_Problem details_. Quote the entries that follow exactly, leaving none out.

_Records to use_.
[Begin]
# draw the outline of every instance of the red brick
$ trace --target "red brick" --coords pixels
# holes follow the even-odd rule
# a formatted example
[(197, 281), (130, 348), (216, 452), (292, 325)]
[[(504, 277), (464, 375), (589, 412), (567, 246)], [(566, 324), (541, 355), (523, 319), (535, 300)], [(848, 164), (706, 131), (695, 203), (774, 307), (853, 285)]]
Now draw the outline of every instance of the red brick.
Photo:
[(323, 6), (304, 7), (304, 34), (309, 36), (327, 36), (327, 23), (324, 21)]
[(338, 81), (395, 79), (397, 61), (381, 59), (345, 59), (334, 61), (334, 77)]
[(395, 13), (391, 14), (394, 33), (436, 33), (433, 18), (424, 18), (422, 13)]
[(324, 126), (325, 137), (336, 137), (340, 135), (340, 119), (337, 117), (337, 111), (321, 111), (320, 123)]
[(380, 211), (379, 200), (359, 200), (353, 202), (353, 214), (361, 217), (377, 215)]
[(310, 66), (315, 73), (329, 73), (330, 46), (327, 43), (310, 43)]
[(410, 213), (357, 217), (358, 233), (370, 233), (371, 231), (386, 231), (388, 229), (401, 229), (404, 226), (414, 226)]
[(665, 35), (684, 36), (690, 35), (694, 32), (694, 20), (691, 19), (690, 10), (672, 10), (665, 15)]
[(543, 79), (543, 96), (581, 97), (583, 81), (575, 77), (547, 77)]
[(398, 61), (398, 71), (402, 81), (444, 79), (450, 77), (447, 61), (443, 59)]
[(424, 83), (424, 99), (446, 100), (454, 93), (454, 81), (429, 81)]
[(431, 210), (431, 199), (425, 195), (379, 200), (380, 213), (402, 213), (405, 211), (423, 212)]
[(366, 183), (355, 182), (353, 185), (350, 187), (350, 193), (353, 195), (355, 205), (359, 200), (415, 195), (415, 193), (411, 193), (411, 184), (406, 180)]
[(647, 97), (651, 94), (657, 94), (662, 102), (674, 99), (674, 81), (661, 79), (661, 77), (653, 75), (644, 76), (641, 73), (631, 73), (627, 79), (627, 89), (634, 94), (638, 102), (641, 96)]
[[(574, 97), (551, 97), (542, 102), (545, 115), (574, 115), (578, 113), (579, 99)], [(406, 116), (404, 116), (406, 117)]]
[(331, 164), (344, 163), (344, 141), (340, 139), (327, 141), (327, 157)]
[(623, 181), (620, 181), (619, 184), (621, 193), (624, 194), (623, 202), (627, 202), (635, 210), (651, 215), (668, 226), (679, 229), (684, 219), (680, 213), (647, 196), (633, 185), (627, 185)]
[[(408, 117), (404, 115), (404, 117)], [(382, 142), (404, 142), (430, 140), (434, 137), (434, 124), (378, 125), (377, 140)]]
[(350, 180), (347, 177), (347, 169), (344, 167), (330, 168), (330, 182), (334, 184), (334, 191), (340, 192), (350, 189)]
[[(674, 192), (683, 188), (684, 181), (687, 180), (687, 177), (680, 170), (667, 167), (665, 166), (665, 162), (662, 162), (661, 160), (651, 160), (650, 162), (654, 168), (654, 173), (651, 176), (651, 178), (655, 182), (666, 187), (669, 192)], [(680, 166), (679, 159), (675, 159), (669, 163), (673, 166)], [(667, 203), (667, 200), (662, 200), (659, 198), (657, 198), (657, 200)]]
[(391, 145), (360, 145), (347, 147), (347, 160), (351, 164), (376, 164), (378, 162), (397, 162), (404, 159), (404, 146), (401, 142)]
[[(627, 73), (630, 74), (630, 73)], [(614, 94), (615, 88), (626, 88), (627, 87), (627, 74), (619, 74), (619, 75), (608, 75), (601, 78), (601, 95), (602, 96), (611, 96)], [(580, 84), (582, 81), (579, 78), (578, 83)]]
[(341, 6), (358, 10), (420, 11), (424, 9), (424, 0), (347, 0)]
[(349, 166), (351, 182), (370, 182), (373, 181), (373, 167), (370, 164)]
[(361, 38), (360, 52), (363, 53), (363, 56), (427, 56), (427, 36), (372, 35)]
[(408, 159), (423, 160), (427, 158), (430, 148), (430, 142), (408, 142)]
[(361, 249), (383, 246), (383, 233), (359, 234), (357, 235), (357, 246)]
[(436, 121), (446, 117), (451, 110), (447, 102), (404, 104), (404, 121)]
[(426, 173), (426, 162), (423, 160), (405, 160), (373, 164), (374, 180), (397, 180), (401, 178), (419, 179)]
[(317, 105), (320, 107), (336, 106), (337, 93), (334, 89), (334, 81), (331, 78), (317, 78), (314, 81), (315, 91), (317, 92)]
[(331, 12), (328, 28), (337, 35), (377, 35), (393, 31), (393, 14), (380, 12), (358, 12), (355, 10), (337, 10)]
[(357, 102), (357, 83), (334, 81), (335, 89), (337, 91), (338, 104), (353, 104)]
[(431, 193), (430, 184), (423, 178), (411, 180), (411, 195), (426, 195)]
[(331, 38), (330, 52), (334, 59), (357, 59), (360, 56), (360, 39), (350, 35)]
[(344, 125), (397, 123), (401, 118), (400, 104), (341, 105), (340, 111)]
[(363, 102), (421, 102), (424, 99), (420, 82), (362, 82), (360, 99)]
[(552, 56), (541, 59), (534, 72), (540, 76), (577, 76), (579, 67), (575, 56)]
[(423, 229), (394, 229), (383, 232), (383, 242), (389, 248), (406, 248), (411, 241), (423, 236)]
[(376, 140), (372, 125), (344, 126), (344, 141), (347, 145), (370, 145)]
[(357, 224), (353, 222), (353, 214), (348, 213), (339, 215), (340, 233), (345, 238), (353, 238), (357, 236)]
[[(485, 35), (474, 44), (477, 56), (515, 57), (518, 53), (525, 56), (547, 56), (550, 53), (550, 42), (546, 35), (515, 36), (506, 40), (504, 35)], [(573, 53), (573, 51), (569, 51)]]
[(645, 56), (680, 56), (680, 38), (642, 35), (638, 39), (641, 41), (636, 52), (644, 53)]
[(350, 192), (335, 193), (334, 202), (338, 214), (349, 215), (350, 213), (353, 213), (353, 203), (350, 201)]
[End]
_Problem solution_.
# draw the outline of every instance of the red brick
$ trace --target "red brick" --coords pixels
# holes follow the even-odd rule
# a formatted example
[(197, 281), (130, 348), (216, 452), (292, 325)]
[[(504, 277), (464, 375), (589, 412), (567, 246)], [(566, 324), (541, 355), (523, 319), (535, 300)], [(848, 164), (706, 131), (695, 203), (774, 307), (853, 285)]]
Now draw the outline of every instance of the red brick.
Photo:
[(323, 6), (304, 7), (304, 34), (309, 36), (327, 36), (327, 23), (324, 21)]
[(338, 81), (395, 79), (397, 61), (381, 59), (345, 59), (334, 61), (334, 77)]
[(395, 13), (391, 14), (394, 33), (436, 33), (433, 18), (424, 18), (422, 13)]
[(324, 126), (325, 137), (336, 137), (340, 135), (340, 119), (337, 117), (337, 111), (321, 111), (320, 123)]
[(380, 211), (379, 200), (359, 200), (353, 202), (353, 214), (361, 217), (377, 215)]
[(310, 66), (315, 73), (329, 73), (330, 46), (327, 43), (310, 43)]
[(410, 213), (357, 217), (358, 233), (370, 233), (371, 231), (386, 231), (388, 229), (401, 229), (404, 226), (414, 226)]
[(665, 35), (684, 36), (690, 35), (694, 32), (694, 20), (691, 19), (690, 10), (672, 10), (665, 15)]
[(543, 79), (543, 96), (581, 97), (583, 81), (575, 77), (547, 77)]
[(398, 61), (398, 71), (402, 81), (444, 79), (450, 77), (447, 61), (443, 59)]
[(424, 83), (424, 99), (446, 100), (454, 93), (454, 81), (429, 81)]
[(431, 210), (431, 199), (425, 195), (379, 200), (380, 213), (402, 213), (405, 211), (423, 212)]
[(366, 183), (355, 182), (353, 185), (350, 187), (350, 193), (353, 195), (355, 205), (359, 200), (415, 195), (415, 193), (411, 193), (411, 184), (406, 180)]
[(647, 97), (651, 94), (657, 94), (662, 102), (674, 99), (674, 81), (661, 79), (661, 77), (653, 75), (644, 76), (641, 73), (631, 73), (627, 79), (627, 89), (634, 94), (638, 102), (641, 96)]
[[(574, 97), (551, 97), (542, 102), (545, 115), (574, 115), (578, 113), (579, 99)], [(406, 116), (404, 116), (406, 117)]]
[(331, 164), (344, 163), (344, 141), (340, 139), (327, 141), (327, 157)]
[(623, 181), (620, 181), (619, 184), (621, 193), (624, 194), (623, 202), (627, 202), (635, 210), (651, 215), (668, 226), (679, 229), (684, 219), (680, 213), (647, 196), (633, 185), (627, 185)]
[[(408, 117), (404, 115), (404, 117)], [(382, 142), (404, 142), (430, 140), (434, 137), (434, 124), (378, 125), (377, 140)]]
[(350, 180), (347, 177), (347, 169), (344, 167), (330, 168), (330, 182), (334, 184), (334, 191), (340, 192), (350, 189)]
[[(674, 192), (683, 188), (684, 181), (687, 180), (687, 177), (680, 170), (667, 167), (665, 166), (665, 162), (662, 162), (661, 160), (651, 160), (650, 162), (654, 168), (654, 173), (651, 176), (651, 178), (655, 182), (666, 187), (669, 192)], [(680, 166), (679, 159), (675, 159), (669, 163), (673, 166)], [(667, 203), (667, 200), (662, 200), (659, 198), (657, 198), (657, 200)]]
[(391, 145), (360, 145), (347, 147), (347, 160), (351, 164), (376, 164), (378, 162), (397, 162), (404, 159), (404, 146), (401, 142)]
[[(627, 73), (630, 74), (630, 73)], [(614, 94), (615, 88), (626, 88), (627, 87), (627, 74), (619, 74), (619, 75), (608, 75), (601, 78), (601, 95), (602, 96), (611, 96)], [(580, 84), (582, 81), (579, 78), (578, 83)]]
[(341, 6), (358, 10), (420, 11), (424, 9), (424, 0), (347, 0)]
[(349, 166), (351, 182), (370, 182), (373, 181), (373, 167), (370, 164)]
[(361, 38), (360, 52), (363, 53), (363, 56), (427, 56), (427, 36), (372, 35)]
[(408, 159), (423, 160), (427, 158), (430, 148), (430, 142), (408, 142)]
[(361, 249), (383, 246), (383, 233), (359, 234), (357, 235), (357, 246)]
[(436, 121), (446, 117), (451, 110), (447, 102), (404, 104), (404, 121)]
[(426, 173), (426, 162), (423, 160), (405, 160), (373, 164), (374, 180), (397, 180), (401, 178), (419, 179)]
[(317, 105), (320, 107), (336, 106), (337, 93), (334, 89), (334, 81), (331, 78), (317, 78), (314, 81), (315, 91), (317, 92)]
[(331, 12), (328, 28), (337, 35), (377, 35), (393, 31), (393, 14), (380, 12), (358, 12), (355, 10), (337, 10)]
[(357, 102), (357, 83), (334, 81), (335, 89), (337, 91), (338, 104), (353, 104)]
[(431, 193), (430, 184), (423, 178), (411, 180), (411, 195), (426, 195)]
[(331, 38), (330, 52), (334, 59), (357, 59), (360, 56), (360, 39), (350, 35)]
[(344, 125), (397, 123), (401, 118), (400, 104), (341, 105), (340, 111)]
[(363, 102), (421, 102), (424, 99), (420, 82), (362, 82), (360, 99)]
[(552, 56), (541, 59), (534, 72), (540, 76), (577, 76), (579, 67), (575, 56)]
[(423, 229), (394, 229), (383, 232), (383, 242), (389, 248), (406, 248), (411, 241), (423, 236)]
[(376, 140), (372, 125), (344, 126), (344, 141), (347, 145), (370, 145)]
[(357, 224), (353, 222), (353, 214), (348, 213), (339, 215), (340, 233), (345, 238), (353, 238), (357, 236)]
[[(485, 35), (474, 44), (477, 56), (515, 57), (518, 53), (525, 56), (547, 56), (550, 53), (550, 42), (546, 35), (515, 36), (506, 40), (504, 35)], [(573, 53), (573, 51), (569, 51)]]
[(645, 56), (680, 56), (680, 38), (642, 35), (638, 39), (641, 41), (636, 52), (644, 53)]
[(350, 192), (335, 193), (334, 202), (338, 214), (349, 215), (350, 213), (353, 213), (353, 203), (350, 201)]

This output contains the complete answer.